**TO-DO ITEM:**
Return every line of the material that contains the string "positive", matching case exactly.

**EXERCISE INPUTS:**
========
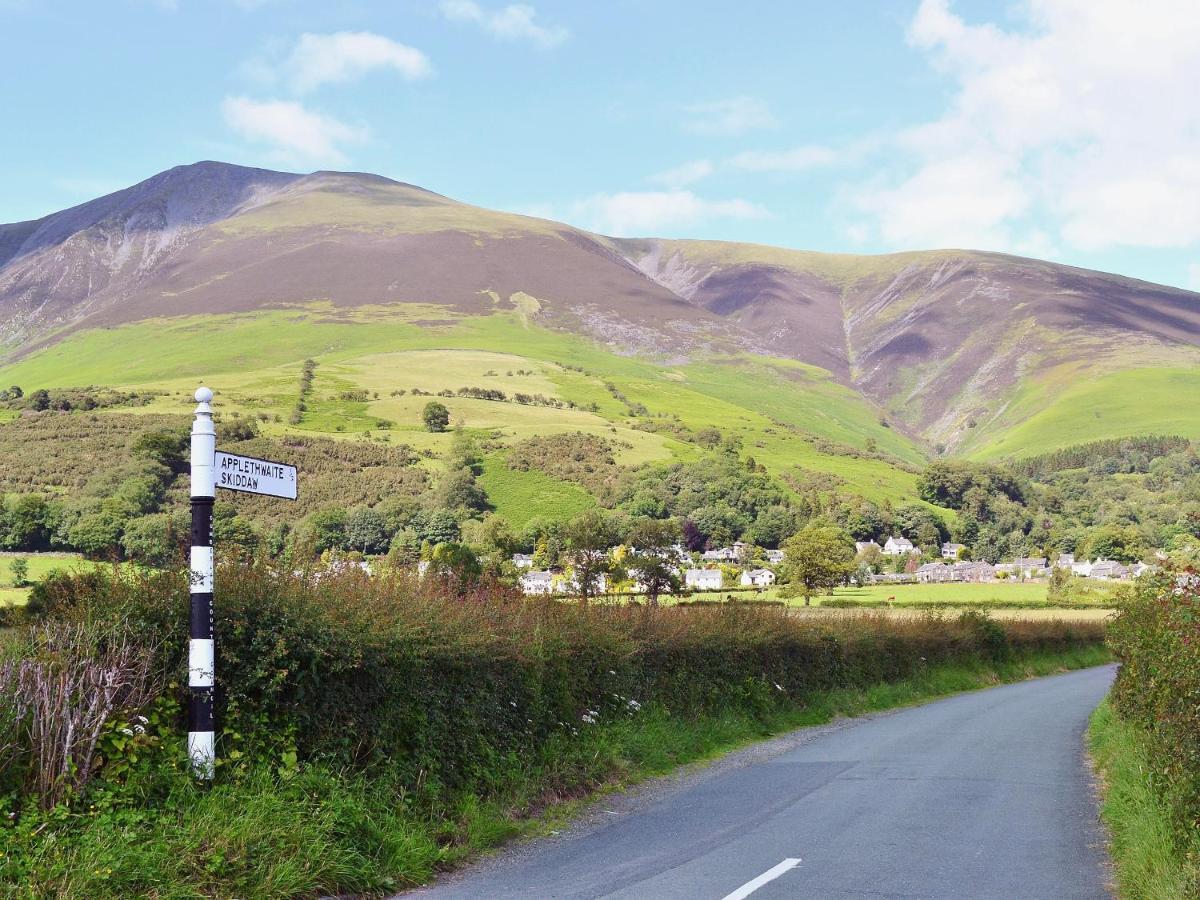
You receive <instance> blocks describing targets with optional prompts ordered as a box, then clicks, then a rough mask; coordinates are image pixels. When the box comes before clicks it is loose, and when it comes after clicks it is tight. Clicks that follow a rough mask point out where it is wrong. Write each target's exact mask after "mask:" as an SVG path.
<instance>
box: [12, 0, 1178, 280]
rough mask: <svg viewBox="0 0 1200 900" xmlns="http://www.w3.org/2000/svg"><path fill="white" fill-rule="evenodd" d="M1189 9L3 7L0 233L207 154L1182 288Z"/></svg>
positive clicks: (843, 3)
mask: <svg viewBox="0 0 1200 900" xmlns="http://www.w3.org/2000/svg"><path fill="white" fill-rule="evenodd" d="M1196 84H1200V5H1198V4H1195V2H1193V1H1192V0H1145V1H1144V2H1139V4H1128V2H1122V1H1121V0H1024V1H1021V2H986V1H972V2H965V1H962V0H960V1H959V2H953V1H952V0H876V1H865V0H863V1H850V2H838V4H824V2H799V1H798V0H792V1H790V2H784V1H780V2H768V1H767V0H758V1H756V2H742V4H731V2H715V1H702V0H686V1H684V0H655V1H650V0H640V1H635V0H606V1H605V2H583V1H582V0H580V1H576V2H565V1H559V2H552V1H551V0H536V1H535V2H532V4H506V2H503V1H499V2H498V1H497V0H426V1H425V2H418V1H416V0H391V1H390V2H388V1H383V0H380V1H378V2H368V1H367V0H349V1H347V2H308V1H307V0H106V1H104V2H61V1H60V2H50V0H0V112H2V116H4V118H2V121H4V122H5V132H6V133H5V136H4V138H2V140H0V221H17V220H23V218H32V217H36V216H41V215H44V214H46V212H49V211H53V210H56V209H61V208H64V206H70V205H73V204H76V203H80V202H83V200H85V199H90V198H91V197H94V196H97V194H101V193H106V192H109V191H113V190H118V188H120V187H124V186H126V185H130V184H133V182H136V181H138V180H142V179H144V178H148V176H149V175H152V174H155V173H156V172H160V170H162V169H166V168H169V167H172V166H175V164H179V163H185V162H194V161H197V160H205V158H216V160H224V161H228V162H236V163H242V164H250V166H264V167H269V168H282V169H288V170H296V172H302V170H312V169H318V168H340V169H355V170H366V172H374V173H379V174H383V175H388V176H390V178H395V179H398V180H403V181H410V182H414V184H419V185H421V186H424V187H428V188H431V190H434V191H438V192H440V193H445V194H449V196H451V197H455V198H457V199H462V200H466V202H469V203H475V204H479V205H484V206H492V208H499V209H508V210H515V211H524V212H532V214H538V215H546V216H551V217H554V218H559V220H564V221H569V222H571V223H574V224H578V226H582V227H587V228H593V229H596V230H600V232H605V233H608V234H622V235H640V234H653V235H661V236H688V238H718V239H730V240H748V241H760V242H766V244H776V245H782V246H790V247H800V248H809V250H822V251H842V252H884V251H892V250H906V248H926V247H938V246H942V247H946V246H956V247H976V248H985V250H1001V251H1008V252H1016V253H1024V254H1028V256H1037V257H1043V258H1049V259H1055V260H1060V262H1066V263H1072V264H1076V265H1084V266H1088V268H1096V269H1103V270H1108V271H1118V272H1122V274H1127V275H1134V276H1138V277H1144V278H1148V280H1152V281H1160V282H1164V283H1169V284H1177V286H1182V287H1192V288H1195V289H1200V103H1198V102H1196V98H1195V85H1196Z"/></svg>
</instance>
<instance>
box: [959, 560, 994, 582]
mask: <svg viewBox="0 0 1200 900" xmlns="http://www.w3.org/2000/svg"><path fill="white" fill-rule="evenodd" d="M950 574H952V575H953V578H954V581H959V582H964V583H978V582H982V581H992V580H994V578H995V577H996V566H994V565H992V564H991V563H986V562H983V560H979V562H961V563H955V564H954V565H952V566H950Z"/></svg>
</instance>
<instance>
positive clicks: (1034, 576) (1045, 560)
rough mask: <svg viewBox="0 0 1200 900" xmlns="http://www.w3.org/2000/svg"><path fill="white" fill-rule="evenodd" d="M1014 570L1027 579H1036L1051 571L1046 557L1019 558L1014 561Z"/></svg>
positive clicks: (1024, 557) (1017, 573) (1018, 557)
mask: <svg viewBox="0 0 1200 900" xmlns="http://www.w3.org/2000/svg"><path fill="white" fill-rule="evenodd" d="M1013 569H1014V571H1015V572H1016V574H1018V575H1024V576H1025V577H1026V578H1034V577H1037V576H1038V575H1045V574H1046V572H1049V571H1050V566H1049V565H1048V563H1046V558H1045V557H1018V558H1016V559H1014V560H1013Z"/></svg>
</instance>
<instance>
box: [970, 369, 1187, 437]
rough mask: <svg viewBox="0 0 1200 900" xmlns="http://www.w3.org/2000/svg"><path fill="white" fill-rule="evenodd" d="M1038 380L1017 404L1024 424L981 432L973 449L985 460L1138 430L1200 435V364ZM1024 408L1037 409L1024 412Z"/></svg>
mask: <svg viewBox="0 0 1200 900" xmlns="http://www.w3.org/2000/svg"><path fill="white" fill-rule="evenodd" d="M1063 374H1064V373H1060V377H1058V378H1056V379H1054V380H1051V382H1050V383H1049V384H1048V383H1034V384H1032V385H1030V388H1028V389H1027V390H1026V391H1024V392H1022V394H1021V395H1019V396H1018V398H1016V401H1015V402H1014V404H1013V409H1014V416H1020V419H1019V424H1018V425H1015V426H1014V427H1013V428H1010V430H1009V431H1007V432H1003V433H1002V434H996V436H989V434H988V433H982V434H980V436H979V440H978V443H977V444H974V445H973V448H972V450H971V455H972V456H976V457H978V458H982V460H994V458H998V457H1021V456H1033V455H1037V454H1043V452H1046V451H1049V450H1056V449H1060V448H1064V446H1070V445H1072V444H1080V443H1085V442H1088V440H1097V439H1100V438H1122V437H1132V436H1134V434H1146V433H1157V434H1180V436H1183V437H1186V438H1190V439H1192V440H1200V414H1198V402H1200V367H1190V368H1132V370H1127V371H1122V372H1112V373H1110V374H1106V376H1102V377H1099V378H1076V379H1069V380H1068V379H1066V378H1064V377H1063ZM1025 409H1031V410H1034V412H1032V413H1031V414H1028V418H1024V416H1022V415H1021V414H1022V413H1024V412H1025Z"/></svg>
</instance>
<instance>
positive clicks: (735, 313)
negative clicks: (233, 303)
========
**SOLUTION FOR THIS EXERCISE:**
positive clicks: (843, 3)
positive clicks: (1034, 576) (1045, 560)
positive clicks: (1024, 557) (1017, 573) (1018, 557)
positive clicks: (735, 313)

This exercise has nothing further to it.